* [WHAT TO DO] Beginning with the line containing "Point out fire in" and ending with the last line of the records, set down every line exactly.

* [GIVEN INFORMATION]
************

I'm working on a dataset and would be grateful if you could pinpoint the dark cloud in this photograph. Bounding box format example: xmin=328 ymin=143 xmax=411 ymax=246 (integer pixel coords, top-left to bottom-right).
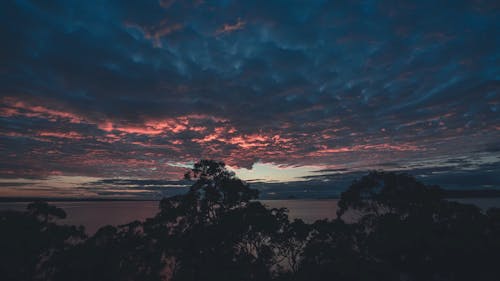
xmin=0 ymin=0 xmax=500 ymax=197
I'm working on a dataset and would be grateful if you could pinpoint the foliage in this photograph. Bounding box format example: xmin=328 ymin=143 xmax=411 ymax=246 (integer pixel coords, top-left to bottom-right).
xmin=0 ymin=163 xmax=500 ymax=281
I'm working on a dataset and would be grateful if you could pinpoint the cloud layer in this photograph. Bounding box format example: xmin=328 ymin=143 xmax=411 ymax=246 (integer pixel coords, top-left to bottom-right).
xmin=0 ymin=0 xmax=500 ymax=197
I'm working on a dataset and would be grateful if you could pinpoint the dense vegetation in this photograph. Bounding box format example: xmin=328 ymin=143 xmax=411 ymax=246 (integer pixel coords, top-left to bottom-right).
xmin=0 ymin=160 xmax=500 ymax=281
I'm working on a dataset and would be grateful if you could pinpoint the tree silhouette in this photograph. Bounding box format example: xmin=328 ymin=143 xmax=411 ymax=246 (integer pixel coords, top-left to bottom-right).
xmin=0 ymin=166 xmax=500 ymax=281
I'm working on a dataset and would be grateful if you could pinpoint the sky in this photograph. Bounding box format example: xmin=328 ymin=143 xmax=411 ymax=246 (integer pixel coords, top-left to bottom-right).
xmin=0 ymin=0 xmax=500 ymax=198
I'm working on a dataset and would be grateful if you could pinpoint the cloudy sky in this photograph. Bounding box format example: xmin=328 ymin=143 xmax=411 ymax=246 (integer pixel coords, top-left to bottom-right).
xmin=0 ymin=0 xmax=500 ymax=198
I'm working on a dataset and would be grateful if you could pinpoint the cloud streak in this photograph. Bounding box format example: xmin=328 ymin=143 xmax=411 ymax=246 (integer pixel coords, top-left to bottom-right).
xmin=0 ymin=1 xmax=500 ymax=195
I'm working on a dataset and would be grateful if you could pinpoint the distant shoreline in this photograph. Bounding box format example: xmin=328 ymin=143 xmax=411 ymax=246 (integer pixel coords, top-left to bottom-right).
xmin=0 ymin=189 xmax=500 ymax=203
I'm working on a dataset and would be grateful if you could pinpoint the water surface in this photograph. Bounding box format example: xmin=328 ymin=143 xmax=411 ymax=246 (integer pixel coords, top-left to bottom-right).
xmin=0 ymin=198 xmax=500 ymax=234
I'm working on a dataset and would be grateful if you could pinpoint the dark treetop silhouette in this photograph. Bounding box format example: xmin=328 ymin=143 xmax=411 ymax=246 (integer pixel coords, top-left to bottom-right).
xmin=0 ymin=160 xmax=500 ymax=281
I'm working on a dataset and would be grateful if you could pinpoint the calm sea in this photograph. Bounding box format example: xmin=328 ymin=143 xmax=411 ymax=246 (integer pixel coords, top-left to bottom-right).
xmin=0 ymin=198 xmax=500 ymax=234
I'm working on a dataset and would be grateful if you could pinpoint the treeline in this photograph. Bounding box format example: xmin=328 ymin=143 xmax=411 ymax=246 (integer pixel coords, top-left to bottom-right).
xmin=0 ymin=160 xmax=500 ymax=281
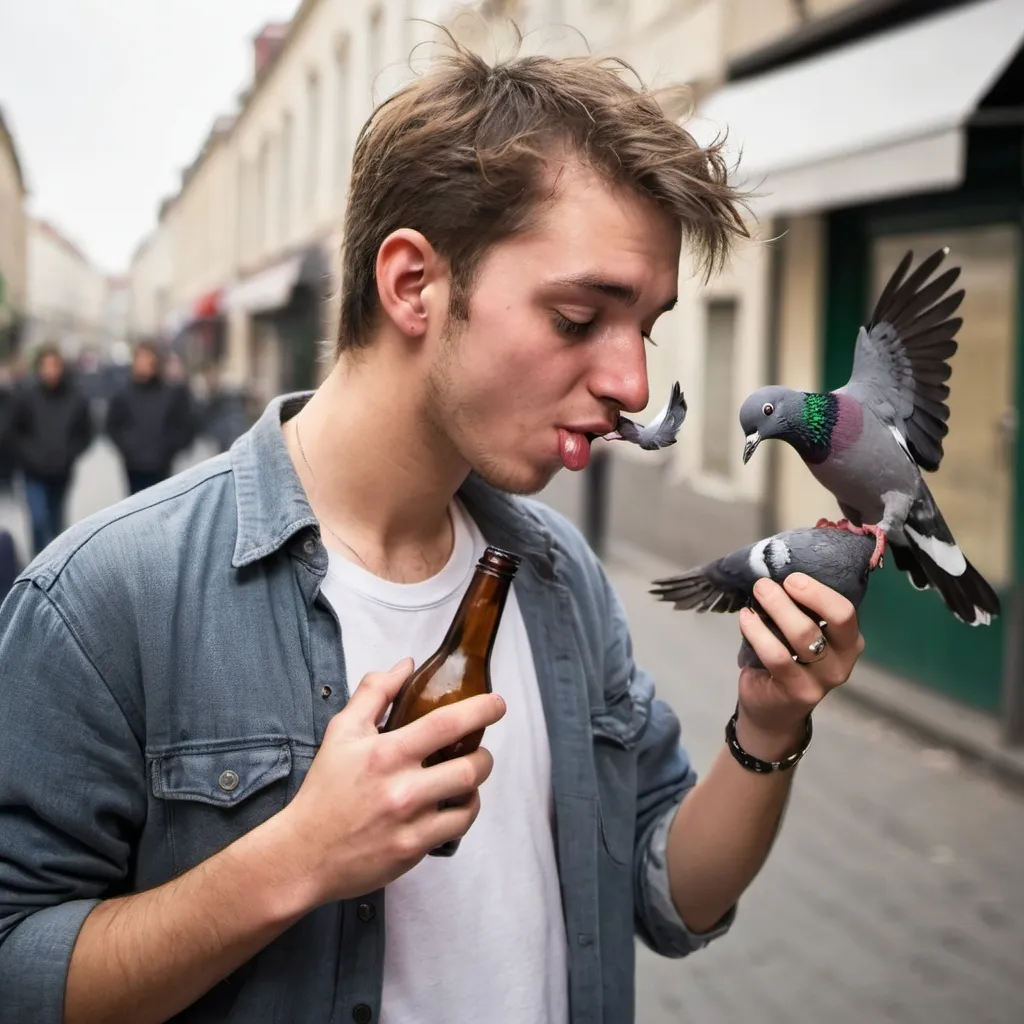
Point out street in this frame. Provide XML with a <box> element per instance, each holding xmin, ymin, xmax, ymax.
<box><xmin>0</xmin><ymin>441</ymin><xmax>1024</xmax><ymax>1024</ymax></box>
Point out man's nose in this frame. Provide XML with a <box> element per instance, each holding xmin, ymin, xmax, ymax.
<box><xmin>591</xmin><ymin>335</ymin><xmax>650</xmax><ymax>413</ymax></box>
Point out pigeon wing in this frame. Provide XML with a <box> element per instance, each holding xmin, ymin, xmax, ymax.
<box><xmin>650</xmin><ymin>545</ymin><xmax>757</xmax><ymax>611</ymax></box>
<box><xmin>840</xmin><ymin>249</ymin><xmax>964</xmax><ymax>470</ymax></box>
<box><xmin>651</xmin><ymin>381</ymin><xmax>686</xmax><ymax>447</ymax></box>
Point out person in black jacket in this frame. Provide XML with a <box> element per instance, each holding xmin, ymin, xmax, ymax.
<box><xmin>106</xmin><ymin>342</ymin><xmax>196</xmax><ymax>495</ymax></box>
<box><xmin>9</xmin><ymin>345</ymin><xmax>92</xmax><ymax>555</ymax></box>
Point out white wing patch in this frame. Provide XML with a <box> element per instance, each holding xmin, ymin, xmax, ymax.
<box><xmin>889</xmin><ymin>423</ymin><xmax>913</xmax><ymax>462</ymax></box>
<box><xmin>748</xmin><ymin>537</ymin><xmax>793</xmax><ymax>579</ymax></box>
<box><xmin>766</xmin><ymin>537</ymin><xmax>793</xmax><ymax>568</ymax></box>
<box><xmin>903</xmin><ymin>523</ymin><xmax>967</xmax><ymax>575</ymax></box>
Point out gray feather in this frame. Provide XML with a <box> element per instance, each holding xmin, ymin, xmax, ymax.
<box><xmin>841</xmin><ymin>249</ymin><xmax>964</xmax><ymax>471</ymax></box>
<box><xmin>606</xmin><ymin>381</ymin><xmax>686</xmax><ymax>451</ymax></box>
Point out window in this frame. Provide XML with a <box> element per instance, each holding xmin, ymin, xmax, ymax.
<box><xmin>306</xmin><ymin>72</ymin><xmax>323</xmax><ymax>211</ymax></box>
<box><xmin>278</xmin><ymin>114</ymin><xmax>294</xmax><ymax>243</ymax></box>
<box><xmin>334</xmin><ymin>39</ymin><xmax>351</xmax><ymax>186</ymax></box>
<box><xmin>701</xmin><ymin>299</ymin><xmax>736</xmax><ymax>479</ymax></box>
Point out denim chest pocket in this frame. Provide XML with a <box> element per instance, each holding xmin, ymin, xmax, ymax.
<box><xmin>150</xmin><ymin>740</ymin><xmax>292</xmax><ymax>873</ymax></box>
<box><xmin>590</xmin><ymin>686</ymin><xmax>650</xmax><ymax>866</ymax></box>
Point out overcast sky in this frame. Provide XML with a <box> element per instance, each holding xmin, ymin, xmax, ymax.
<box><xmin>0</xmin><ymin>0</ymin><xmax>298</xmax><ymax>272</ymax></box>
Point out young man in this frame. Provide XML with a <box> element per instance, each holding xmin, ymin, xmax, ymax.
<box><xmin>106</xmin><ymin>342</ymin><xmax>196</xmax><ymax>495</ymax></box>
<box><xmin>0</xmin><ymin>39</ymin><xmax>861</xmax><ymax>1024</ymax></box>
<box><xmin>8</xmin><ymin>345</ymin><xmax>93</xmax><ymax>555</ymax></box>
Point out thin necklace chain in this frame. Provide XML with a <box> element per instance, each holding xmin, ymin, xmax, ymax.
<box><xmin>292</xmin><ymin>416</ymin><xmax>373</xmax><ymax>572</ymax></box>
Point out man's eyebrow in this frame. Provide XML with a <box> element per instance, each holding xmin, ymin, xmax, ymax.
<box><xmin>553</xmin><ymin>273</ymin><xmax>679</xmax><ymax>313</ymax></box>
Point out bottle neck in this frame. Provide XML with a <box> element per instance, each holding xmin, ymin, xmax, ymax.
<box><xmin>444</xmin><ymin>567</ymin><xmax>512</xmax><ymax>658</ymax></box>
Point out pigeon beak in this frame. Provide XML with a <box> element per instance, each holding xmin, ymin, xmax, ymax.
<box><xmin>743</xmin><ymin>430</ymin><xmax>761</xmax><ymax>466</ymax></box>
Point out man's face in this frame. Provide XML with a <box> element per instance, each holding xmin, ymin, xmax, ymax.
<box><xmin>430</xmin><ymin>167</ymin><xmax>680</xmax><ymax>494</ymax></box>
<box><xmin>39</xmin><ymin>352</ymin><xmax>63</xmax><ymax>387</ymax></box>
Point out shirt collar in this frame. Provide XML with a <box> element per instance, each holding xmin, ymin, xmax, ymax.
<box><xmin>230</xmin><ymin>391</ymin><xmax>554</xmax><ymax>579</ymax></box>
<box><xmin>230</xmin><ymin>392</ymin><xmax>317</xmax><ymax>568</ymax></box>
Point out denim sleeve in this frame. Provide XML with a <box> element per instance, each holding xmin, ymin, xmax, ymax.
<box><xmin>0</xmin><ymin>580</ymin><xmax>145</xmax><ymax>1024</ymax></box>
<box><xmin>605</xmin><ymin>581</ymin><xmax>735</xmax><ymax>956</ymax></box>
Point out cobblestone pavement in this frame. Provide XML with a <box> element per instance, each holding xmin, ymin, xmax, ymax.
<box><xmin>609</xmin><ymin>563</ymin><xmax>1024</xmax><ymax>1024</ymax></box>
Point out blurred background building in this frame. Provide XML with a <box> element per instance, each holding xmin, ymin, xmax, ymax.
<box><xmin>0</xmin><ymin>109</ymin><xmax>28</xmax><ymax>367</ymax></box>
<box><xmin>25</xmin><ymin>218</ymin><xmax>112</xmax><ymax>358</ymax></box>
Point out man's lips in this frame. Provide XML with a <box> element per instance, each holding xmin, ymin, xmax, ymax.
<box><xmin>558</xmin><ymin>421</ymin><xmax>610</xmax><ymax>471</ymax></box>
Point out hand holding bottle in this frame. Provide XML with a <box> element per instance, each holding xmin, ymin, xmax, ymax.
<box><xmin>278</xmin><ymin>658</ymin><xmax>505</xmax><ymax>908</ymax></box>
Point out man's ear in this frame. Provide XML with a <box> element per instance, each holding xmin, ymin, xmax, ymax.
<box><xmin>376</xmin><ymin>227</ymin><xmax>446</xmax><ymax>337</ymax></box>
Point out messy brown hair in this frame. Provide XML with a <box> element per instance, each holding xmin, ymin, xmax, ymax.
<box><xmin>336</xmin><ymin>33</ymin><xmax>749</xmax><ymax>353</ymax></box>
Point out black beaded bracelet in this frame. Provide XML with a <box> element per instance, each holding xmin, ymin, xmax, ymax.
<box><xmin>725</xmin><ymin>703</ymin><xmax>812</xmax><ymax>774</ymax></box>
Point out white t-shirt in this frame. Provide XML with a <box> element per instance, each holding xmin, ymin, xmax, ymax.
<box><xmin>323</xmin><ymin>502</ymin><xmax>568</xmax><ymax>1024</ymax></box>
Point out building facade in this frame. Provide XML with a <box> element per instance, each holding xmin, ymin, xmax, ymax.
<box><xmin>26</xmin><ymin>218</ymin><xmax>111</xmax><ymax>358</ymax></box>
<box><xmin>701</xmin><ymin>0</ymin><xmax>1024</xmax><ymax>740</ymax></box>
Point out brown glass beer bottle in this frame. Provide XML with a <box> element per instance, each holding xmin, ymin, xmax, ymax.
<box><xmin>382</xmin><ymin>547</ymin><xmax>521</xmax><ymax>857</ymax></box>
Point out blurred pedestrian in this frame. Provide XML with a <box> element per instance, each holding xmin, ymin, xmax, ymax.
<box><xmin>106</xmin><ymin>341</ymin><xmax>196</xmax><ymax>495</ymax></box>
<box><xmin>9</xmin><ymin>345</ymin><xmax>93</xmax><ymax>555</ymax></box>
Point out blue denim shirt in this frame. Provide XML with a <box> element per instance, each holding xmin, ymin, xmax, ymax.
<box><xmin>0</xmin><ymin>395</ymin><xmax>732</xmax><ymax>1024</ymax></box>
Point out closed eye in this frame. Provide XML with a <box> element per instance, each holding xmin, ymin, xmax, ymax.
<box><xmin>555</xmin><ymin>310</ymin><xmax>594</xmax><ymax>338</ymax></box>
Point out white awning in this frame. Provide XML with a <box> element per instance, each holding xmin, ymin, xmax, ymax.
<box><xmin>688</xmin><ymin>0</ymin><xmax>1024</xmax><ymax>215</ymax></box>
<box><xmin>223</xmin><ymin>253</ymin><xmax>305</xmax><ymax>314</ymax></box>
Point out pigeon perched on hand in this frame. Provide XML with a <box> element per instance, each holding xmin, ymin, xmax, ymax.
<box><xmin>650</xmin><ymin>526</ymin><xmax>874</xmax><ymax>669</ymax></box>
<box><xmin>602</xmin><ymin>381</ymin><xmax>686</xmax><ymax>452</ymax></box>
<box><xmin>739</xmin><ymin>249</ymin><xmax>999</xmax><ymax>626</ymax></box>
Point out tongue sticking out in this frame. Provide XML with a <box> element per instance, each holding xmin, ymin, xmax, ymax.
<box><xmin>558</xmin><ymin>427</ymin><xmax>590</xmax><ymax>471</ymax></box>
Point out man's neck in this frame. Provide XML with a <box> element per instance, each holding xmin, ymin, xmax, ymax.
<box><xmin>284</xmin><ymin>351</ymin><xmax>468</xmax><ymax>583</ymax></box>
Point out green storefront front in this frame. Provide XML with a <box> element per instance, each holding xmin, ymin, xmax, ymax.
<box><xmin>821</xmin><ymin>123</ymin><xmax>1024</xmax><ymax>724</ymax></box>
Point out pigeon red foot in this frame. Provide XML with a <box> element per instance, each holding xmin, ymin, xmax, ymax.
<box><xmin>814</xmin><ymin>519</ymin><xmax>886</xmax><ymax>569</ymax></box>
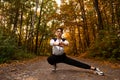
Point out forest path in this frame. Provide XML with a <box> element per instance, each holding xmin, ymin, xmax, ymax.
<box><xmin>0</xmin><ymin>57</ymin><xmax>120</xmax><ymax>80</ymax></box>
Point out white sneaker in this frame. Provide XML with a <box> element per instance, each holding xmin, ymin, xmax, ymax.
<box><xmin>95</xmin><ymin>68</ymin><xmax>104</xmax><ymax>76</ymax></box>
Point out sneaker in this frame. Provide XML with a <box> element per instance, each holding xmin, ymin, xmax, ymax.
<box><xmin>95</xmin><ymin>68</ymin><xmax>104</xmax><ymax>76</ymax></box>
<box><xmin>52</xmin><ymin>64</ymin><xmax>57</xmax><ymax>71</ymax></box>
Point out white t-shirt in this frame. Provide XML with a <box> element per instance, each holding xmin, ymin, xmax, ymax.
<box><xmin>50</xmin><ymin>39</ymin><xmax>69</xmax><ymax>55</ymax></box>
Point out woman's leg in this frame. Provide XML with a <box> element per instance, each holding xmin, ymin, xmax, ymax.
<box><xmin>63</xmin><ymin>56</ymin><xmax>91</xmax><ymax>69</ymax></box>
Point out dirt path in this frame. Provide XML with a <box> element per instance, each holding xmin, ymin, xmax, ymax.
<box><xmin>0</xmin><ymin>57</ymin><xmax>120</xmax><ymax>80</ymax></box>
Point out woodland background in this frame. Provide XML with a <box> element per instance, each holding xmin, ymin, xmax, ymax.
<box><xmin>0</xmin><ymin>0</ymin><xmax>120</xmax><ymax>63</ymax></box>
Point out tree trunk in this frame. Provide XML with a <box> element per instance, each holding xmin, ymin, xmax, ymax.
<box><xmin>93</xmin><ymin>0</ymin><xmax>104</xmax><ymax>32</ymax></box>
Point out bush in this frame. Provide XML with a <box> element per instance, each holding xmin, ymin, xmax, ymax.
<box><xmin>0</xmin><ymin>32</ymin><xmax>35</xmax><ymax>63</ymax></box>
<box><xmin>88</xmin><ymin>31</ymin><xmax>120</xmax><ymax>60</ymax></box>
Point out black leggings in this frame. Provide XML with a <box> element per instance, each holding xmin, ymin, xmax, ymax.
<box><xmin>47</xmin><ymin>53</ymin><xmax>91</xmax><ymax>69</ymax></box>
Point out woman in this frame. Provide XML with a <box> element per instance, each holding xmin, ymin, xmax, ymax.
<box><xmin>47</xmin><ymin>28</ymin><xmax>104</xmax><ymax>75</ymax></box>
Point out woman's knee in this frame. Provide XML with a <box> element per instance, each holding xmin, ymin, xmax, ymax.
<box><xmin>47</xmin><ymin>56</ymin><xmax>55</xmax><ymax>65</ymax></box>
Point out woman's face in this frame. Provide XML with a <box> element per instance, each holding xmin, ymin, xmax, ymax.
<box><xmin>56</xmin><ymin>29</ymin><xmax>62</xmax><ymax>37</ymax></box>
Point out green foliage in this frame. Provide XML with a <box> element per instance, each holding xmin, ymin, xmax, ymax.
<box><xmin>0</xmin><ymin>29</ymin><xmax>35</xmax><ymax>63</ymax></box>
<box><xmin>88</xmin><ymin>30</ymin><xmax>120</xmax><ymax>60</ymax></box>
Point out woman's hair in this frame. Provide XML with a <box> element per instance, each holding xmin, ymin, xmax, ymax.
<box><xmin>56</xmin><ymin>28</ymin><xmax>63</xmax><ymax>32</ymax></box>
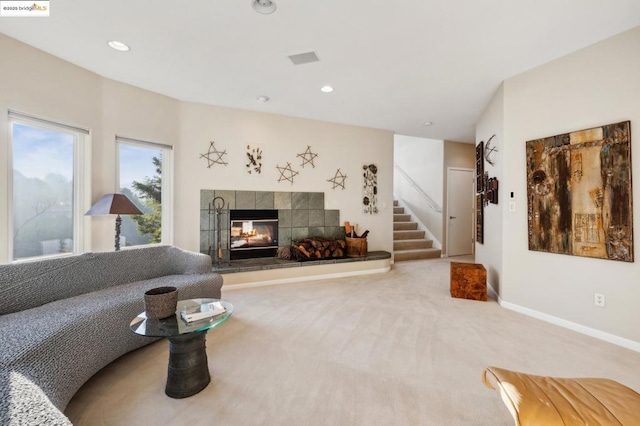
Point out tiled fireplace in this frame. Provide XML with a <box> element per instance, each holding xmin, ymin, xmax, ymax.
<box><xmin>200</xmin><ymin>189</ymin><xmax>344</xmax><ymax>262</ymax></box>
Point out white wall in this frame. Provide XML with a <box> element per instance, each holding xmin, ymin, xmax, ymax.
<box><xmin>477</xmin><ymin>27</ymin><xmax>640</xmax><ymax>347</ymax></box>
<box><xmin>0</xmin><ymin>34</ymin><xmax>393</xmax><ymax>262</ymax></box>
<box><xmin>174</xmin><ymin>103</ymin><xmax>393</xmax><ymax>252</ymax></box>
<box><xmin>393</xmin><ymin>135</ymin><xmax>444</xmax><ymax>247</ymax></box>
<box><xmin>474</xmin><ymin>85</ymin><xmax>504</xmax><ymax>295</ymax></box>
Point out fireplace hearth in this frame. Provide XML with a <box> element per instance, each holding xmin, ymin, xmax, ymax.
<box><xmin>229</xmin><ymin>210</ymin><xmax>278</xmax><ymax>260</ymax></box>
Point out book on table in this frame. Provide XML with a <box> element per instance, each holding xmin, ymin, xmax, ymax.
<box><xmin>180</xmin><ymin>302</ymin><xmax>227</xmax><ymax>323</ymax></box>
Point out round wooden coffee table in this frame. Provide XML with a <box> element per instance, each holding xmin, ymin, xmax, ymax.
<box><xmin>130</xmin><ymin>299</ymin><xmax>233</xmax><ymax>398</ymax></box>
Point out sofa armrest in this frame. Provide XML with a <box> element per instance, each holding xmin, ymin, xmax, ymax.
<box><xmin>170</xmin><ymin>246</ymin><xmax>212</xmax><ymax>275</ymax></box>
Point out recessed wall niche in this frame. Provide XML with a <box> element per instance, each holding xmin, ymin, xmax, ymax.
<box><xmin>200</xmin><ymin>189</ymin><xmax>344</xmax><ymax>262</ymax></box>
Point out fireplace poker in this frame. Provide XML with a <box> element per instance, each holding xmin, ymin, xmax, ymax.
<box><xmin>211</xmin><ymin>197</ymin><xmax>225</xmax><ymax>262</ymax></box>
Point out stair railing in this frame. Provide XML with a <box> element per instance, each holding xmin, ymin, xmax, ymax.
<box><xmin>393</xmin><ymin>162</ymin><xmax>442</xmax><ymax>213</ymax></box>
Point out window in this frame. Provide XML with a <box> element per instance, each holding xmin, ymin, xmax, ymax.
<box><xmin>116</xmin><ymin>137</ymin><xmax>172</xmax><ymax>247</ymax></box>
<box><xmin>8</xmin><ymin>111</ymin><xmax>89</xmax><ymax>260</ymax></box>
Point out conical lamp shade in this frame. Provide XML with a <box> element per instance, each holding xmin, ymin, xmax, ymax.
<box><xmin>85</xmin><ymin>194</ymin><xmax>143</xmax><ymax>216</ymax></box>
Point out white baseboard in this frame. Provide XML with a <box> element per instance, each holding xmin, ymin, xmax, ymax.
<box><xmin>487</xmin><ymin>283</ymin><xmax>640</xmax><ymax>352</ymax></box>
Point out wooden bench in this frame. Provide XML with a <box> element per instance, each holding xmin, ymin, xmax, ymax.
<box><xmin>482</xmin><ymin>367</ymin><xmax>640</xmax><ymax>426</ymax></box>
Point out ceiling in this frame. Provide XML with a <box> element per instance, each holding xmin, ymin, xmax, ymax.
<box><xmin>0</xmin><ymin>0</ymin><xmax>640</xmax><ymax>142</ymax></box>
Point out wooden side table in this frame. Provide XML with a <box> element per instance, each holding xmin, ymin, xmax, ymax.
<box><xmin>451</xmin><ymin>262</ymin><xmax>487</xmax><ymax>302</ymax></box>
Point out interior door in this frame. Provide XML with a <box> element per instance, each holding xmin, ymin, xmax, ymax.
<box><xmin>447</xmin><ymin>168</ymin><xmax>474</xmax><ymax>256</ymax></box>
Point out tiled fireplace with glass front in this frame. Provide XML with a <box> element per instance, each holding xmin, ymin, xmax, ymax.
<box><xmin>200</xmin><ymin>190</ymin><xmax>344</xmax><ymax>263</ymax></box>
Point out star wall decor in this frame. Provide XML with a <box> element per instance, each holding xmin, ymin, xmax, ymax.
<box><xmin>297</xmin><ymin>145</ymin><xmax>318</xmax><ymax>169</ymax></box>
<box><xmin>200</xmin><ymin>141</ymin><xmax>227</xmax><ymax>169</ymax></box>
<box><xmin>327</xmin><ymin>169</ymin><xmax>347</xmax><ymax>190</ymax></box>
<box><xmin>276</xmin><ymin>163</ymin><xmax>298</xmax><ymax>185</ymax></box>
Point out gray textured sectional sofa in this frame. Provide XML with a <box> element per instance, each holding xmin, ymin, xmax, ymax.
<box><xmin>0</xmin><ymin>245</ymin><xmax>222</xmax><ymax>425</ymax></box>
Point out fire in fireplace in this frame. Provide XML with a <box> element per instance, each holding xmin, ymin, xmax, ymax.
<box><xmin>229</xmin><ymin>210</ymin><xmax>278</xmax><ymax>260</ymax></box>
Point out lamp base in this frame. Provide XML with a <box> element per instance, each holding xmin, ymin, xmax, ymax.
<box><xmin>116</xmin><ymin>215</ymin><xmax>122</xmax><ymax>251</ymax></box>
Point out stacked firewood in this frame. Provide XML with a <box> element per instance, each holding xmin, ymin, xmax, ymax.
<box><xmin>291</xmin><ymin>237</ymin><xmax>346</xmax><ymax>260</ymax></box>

************

* [OUTPUT]
Point out fire in fireplace in this frame. Provide XML with a <box> element per instance, each holding xmin, ymin, xmax, ymax.
<box><xmin>229</xmin><ymin>210</ymin><xmax>278</xmax><ymax>260</ymax></box>
Point out lamp base in this frame. Provide XML with a <box> element per instance, each holding xmin, ymin, xmax, ymax.
<box><xmin>116</xmin><ymin>215</ymin><xmax>122</xmax><ymax>251</ymax></box>
Point out stacked firewood in this frame. Provide XML with a <box> element per instance, each holding xmin, ymin, xmax, ymax.
<box><xmin>291</xmin><ymin>237</ymin><xmax>346</xmax><ymax>260</ymax></box>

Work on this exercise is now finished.